[begin RECORDS FOR THIS TASK]

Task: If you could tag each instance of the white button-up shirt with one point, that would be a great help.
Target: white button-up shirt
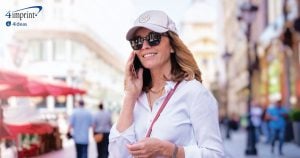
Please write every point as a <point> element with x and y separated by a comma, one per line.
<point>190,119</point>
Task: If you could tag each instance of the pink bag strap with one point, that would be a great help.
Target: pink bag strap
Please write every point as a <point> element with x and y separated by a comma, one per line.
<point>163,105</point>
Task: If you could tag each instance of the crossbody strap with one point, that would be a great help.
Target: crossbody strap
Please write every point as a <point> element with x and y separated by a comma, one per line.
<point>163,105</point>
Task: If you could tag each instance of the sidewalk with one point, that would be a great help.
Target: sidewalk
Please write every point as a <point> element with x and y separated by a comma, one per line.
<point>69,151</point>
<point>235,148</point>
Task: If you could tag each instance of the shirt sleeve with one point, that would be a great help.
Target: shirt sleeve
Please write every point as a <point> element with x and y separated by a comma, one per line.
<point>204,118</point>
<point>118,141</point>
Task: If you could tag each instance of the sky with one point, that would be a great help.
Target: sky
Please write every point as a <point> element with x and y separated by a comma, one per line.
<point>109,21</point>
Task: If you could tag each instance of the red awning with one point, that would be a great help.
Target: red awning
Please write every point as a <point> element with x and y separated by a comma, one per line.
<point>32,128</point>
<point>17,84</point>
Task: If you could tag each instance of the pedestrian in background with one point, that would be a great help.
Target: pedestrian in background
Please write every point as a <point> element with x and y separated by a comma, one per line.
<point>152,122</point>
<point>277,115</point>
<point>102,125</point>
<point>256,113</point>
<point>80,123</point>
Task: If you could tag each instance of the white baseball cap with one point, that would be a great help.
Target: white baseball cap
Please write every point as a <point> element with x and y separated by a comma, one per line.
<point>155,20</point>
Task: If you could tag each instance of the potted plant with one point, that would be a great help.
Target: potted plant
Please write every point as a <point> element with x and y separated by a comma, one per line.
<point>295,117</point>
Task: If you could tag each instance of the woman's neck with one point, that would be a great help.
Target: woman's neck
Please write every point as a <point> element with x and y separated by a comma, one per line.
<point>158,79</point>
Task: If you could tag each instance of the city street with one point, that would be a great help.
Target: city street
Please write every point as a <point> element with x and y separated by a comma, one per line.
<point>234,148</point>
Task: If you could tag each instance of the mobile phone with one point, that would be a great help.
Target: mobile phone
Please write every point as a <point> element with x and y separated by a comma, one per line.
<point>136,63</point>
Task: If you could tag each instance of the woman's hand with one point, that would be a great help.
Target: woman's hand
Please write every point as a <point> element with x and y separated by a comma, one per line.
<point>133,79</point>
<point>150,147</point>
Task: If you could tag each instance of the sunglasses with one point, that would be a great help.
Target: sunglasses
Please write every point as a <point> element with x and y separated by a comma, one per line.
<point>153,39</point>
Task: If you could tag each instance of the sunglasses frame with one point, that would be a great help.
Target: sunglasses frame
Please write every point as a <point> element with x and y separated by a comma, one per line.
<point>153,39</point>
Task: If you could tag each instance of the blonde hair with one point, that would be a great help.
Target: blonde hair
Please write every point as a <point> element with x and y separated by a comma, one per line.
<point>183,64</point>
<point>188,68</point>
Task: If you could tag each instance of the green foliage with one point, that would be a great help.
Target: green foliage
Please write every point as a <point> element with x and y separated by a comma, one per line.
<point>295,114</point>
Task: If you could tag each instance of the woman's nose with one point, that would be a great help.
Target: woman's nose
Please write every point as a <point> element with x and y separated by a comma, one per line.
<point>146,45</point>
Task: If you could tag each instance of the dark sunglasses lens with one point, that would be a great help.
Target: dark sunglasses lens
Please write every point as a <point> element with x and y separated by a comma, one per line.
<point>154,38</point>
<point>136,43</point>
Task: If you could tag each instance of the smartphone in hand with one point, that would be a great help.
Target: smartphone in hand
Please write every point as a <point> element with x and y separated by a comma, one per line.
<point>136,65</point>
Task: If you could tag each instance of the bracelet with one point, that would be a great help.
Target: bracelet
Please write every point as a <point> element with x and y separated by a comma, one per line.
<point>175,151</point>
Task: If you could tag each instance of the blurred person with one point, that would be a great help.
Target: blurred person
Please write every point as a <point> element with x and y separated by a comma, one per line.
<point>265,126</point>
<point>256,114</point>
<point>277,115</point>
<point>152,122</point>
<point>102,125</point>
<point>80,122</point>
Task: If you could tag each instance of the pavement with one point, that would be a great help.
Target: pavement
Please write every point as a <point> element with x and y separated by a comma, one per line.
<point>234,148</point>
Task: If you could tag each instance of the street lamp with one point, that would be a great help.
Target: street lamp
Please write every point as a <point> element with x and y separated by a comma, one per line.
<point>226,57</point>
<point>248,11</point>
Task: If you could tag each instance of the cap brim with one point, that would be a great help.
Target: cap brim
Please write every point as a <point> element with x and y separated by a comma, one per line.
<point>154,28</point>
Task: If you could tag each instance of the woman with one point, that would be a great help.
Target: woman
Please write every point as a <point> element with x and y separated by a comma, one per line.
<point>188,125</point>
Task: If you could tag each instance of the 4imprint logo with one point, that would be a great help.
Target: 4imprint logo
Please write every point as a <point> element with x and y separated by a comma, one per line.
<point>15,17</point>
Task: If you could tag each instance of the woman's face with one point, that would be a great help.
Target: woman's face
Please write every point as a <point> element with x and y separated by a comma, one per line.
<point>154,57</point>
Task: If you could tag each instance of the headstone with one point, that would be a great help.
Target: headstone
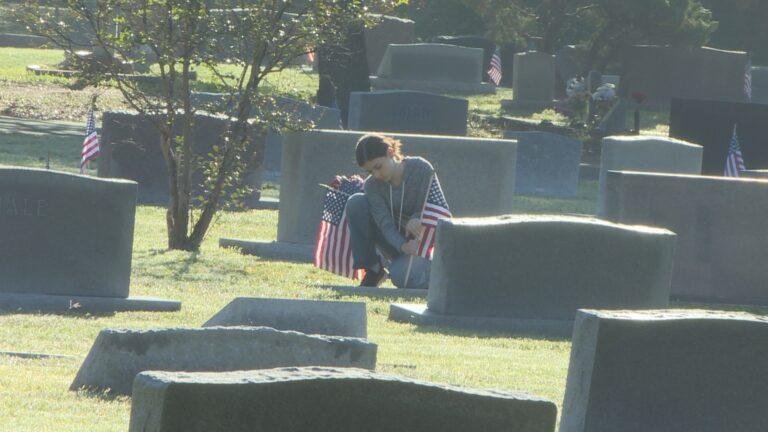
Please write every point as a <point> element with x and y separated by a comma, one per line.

[end RECORDS FOR THIS TASK]

* **EXERCISE BRIEF**:
Please rewrite all of the rows above, putting "each on its own line" in place of "one per line" and leaving everything else as it is. Omit the pictures from your output.

* **SOLVED EXERCISE**:
Task: If you could tag each instance of the white button-up shirt with one point, that would be a great help.
Target: white button-up shirt
Please write every point as a <point> element with x and y separated by a comma, each on its own line.
<point>190,119</point>
Task: If you could tag each instance of the pink bag strap with one point, that would be a great help.
Target: pink bag strap
Please write every point as a <point> element with x and y separated by a comma, each on its own line.
<point>163,105</point>
Task: If you could tag each instance of the crossbody strap with one point, that would be a great help.
Target: crossbody strap
Please write every point as a <point> element with x and y separated by a comma, each on its own line.
<point>163,105</point>
Task: If you could tag each instance of the sidewalk with one point, that would be a great help.
Target: sidewalk
Please write every point as a <point> element with x and y separated by a comma, each on its own line.
<point>69,151</point>
<point>235,148</point>
Task: If you could tag each instance of the shirt sleeve with one point, that would be a great help.
Target: shirt sleeve
Please write every point as a <point> element with x and y separated by a comma, each on its own line.
<point>204,118</point>
<point>118,141</point>
Task: If you could tag each instance of the sky with one point, that would be a great help.
Target: sky
Please write every point as a <point> element with x and y separated by a comma, each on its own line.
<point>109,21</point>
Task: If you could tag each instance of the red awning with one point, that would be a great help.
Target: red awning
Please write every point as a <point> element with x and y separated by a comma, each on its own line.
<point>32,128</point>
<point>17,84</point>
Task: If you could tag each instance of the pedestrian in background with one point, that would be a great help.
Target: pedestrian in background
Please write every point as a <point> element with x and y separated by a comma, each on its own line.
<point>152,122</point>
<point>277,115</point>
<point>102,125</point>
<point>256,113</point>
<point>80,123</point>
Task: If you could tag each instance of the white baseball cap with one point, that would be a great help.
Target: white baseball cap
Please write every point as a <point> element with x and y separated by a comma, each on its own line.
<point>155,20</point>
Task: If you could tag each instance of the potted plant with one point, that would be a great help.
Target: potted plant
Please write every point as a <point> element with x and y separated by a comma, each on its own line.
<point>295,117</point>
Task: If you could tag each instance of the woman's neck with one point, that would be a great help.
Target: woman's neck
Please write every point as a <point> element with x and y separated by a comma, each on its own line.
<point>158,79</point>
Task: If you could tag each instance of the city street with one point, that would be a great help.
Target: city street
Please write every point as a <point> element with x and y separated by a comma, each on its own line.
<point>234,148</point>
Task: If you could tag each instance of the mobile phone with one point, that would be a great help.
Target: mobile phone
Please write every point as a <point> element with x and y separated by a comma, each on its own line.
<point>136,63</point>
Task: If you could tag each instance of the woman's hand with one point, that would be a great help.
Target: woman's hand
Please write every point as a <point> element with x and y separated by a comma, each on its own line.
<point>133,79</point>
<point>150,147</point>
Task: If you could tag each instance of the sunglasses with one point, that would be a great help.
Target: sunglasses
Please write every point as a <point> element with x and y separated by a comma, each on its own line.
<point>153,39</point>
Task: If you could tag each instance of the sunglasses frame with one point, that would be a great help.
Target: sunglasses frame
Please write every point as a <point> element with x and y separated by a comma, each on its own line.
<point>153,39</point>
Task: If you could tag each instance of the blonde hair with one point, that would be a great help.
Target: blonde hair
Please write every point as a <point> element with x and y separated by a comma, each on its own line.
<point>183,64</point>
<point>188,68</point>
Task: If you could tag each instance of the green foliage with one point, that would be a great help.
Target: green foliage
Please write every point as a <point> element with x and y separated by a comma, each on its own line.
<point>295,114</point>
Task: If you could tag each instance of the woman's nose with one point, that would be a great help.
Target: woman's nose
Please write every point as a <point> element with x and y separated by a comma, each on its own line.
<point>146,45</point>
Task: If you could tag each instance of the dark sunglasses lens with one point, that would be a great help.
Target: dark sunglasses lens
Please write every point as a <point> element with x and y separated by a comma, each on its own line.
<point>154,38</point>
<point>136,43</point>
Task: If you could tag each instance of the smartphone in hand with one point, that would be a great help.
Target: smartphone in hand
Please write every point as a <point> element with x and y separated by a comma, each on its own line.
<point>136,65</point>
Task: If you could tag each instance of the bracelet with one point, that would be a great help.
Target: bracelet
Please write every point as a <point> element with x and y separated by a comma, each on its own line.
<point>175,151</point>
Task: If you could tag each instance of the blurred person with one point, that would be a great help.
Target: blurred person
Please write every point as a <point> element with x and y separated by a comma, each on its own line.
<point>265,126</point>
<point>256,114</point>
<point>277,115</point>
<point>152,122</point>
<point>102,125</point>
<point>80,122</point>
Task: If you could tag each instance of the pavement with one point, that would be a great help.
Target: pavement
Please write every point as a <point> element with x and y separated by a comma, each on its own line.
<point>234,148</point>
Task: If you could tag each instance of the street lamp with one point, that would be a great help.
Target: street lamp
Please write every point as a <point> element with x and y separated by a comma, each on its own line.
<point>226,57</point>
<point>248,11</point>
Task: If you could tag each instance of the cap brim with one point, that would be a great help.
Target: cap brim
Please write every point as a <point> element with x and y separated by a comma, each on its own line.
<point>154,28</point>
Task: If you could tag each instance of the woman with one point, that would be a great help.
Target: woman
Please write every point as a <point> element with x and y separated by a comma, each on its own line.
<point>188,125</point>
Task: If you could tag each instance of the 4imprint logo with one point, that would be a great help.
Target: 4imprint logo
Please write every point as a <point> element with x and y separated by a comma, each on its own line.
<point>15,17</point>
Task: If you could tag each instance of the woman's face with one point, that would be a great help.
Target: woman's face
Please write every point as a <point> element with x and y separated by a comma, each on its own line.
<point>154,57</point>
Task: If you could tag each instance of the headstone with one point, that would be a great help.
Target: headstone
Please write every point as a <point> element with x and y separated by a comma, each on its own line.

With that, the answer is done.